─── Records provided
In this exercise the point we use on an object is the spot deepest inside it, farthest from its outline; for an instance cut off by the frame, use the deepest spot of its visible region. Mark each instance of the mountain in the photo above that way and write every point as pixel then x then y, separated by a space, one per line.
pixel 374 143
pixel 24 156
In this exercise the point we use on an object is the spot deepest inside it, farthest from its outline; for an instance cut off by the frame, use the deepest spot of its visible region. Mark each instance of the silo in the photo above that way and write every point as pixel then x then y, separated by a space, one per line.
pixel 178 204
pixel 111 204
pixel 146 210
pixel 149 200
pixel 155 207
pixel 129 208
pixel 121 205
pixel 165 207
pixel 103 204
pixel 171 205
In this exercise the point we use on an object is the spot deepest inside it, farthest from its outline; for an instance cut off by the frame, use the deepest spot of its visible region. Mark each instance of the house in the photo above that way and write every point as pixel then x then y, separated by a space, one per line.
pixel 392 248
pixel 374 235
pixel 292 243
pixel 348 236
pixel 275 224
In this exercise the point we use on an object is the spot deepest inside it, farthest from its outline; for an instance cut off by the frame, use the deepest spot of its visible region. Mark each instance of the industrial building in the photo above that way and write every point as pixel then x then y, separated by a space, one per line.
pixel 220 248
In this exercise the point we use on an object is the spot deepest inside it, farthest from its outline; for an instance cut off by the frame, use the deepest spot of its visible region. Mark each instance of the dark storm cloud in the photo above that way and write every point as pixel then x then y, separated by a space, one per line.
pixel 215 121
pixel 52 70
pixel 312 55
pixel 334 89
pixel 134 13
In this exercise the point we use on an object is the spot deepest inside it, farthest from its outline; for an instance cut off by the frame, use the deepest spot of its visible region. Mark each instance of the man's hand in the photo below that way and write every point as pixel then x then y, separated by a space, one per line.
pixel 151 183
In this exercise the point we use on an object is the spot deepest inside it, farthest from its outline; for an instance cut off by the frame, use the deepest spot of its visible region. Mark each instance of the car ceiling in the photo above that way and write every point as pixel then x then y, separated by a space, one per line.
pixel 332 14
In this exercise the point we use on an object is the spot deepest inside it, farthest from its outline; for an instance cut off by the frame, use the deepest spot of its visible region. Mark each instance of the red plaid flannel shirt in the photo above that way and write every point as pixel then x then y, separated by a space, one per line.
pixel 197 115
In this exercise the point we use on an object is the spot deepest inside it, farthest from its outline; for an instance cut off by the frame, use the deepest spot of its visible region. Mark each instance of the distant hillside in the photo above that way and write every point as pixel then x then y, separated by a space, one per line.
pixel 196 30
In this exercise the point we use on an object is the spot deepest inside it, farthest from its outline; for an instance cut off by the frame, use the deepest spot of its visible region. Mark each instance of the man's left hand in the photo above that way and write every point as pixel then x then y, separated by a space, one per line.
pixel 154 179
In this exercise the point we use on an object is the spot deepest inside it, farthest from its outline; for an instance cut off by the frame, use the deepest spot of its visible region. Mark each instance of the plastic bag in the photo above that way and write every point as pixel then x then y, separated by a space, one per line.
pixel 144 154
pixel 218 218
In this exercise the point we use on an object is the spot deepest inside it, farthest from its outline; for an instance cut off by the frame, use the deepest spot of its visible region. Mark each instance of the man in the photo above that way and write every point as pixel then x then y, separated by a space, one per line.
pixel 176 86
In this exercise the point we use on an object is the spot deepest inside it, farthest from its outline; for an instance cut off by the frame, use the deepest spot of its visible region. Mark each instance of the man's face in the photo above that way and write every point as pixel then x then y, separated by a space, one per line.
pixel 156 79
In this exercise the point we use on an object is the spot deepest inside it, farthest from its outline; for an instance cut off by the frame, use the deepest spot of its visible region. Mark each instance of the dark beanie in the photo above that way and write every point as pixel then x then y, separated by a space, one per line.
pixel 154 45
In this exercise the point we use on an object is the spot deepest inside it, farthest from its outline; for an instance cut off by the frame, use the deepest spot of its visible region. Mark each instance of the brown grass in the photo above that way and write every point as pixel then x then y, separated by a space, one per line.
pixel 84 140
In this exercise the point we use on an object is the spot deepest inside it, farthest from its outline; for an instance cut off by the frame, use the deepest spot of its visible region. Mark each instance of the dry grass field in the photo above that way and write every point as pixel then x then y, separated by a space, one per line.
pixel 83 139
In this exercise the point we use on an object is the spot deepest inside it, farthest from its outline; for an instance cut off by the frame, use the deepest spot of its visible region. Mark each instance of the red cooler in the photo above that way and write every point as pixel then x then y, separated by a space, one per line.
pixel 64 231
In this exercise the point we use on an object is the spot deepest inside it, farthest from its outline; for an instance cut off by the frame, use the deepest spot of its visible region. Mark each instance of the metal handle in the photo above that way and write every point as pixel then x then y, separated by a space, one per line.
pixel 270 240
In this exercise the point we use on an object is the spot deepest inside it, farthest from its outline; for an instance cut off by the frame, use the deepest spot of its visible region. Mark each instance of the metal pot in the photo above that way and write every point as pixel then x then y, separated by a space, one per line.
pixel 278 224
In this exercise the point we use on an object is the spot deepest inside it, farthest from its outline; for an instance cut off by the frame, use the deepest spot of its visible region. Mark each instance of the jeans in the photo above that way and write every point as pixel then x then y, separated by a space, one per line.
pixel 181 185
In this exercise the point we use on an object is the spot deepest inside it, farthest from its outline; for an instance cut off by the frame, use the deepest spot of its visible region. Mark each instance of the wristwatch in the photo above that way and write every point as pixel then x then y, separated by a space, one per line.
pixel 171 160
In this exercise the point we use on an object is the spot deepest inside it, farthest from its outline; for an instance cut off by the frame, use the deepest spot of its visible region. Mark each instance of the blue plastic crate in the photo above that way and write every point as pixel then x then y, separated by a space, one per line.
──────
= Exercise aim =
Repeat exactly the lines starting at the line with "of the wristwatch" and ending with the final line of the entries. Include nothing else.

= Solution for this task =
In this exercise the point we use on an object is the spot deepest inside it, farthest from its outline; for an instance cut off by the frame, use the deepest spot of its visible region. Mark each instance of the wristwatch in the photo above that way and write every point as pixel then x then y, separated by a space, one per line.
pixel 171 160
In this exercise the point we use on an object is the spot deepest inside it, farthest from its outline; for an instance cut off by the frame, use the deepest spot of its visible region. Mark each instance of the blue plastic crate in the photo above that way and write every point as pixel then x then y, separated by a space, one per line.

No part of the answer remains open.